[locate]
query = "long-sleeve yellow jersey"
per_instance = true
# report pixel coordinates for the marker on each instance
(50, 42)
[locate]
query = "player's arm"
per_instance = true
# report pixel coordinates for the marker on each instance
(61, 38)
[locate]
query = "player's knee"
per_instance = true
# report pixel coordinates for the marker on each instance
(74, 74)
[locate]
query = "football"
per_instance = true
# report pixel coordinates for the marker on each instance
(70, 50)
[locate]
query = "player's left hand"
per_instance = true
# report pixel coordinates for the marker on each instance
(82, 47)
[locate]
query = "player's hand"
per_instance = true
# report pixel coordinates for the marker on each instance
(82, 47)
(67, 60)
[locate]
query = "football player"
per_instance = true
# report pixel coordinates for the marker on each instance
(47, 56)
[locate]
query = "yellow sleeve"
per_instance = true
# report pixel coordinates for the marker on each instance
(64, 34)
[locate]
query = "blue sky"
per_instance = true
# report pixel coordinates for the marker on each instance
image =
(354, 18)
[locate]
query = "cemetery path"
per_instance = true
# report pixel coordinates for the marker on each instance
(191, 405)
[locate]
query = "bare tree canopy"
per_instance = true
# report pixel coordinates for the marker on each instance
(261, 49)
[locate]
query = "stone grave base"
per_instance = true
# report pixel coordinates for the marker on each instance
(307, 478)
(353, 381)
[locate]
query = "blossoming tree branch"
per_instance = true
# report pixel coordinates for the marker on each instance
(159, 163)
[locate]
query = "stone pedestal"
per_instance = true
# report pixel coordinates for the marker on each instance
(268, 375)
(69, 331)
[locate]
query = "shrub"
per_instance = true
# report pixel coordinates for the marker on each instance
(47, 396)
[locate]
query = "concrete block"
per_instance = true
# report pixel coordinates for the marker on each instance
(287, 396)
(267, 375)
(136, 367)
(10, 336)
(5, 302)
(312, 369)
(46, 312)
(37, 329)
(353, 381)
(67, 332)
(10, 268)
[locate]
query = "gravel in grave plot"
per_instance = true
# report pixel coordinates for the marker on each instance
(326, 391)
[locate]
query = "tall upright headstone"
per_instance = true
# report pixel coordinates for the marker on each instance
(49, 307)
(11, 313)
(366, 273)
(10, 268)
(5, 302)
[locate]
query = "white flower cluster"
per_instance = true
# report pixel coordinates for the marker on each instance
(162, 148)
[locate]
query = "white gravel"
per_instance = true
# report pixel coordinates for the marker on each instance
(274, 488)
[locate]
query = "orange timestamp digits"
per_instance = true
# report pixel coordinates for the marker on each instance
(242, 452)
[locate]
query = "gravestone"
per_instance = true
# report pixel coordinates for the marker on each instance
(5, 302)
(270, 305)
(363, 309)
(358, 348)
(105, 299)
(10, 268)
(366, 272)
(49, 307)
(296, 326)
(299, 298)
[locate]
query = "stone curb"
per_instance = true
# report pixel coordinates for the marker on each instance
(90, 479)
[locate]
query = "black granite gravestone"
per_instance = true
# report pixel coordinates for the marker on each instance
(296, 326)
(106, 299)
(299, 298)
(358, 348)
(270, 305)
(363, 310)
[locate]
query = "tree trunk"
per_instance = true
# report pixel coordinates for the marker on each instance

++++++

**Aim of the task**
Find every line in the records above that contains the string "football" with the same capitalization, and copy each of those lines.

**Solution to this problem**
query = "football"
query = "football player"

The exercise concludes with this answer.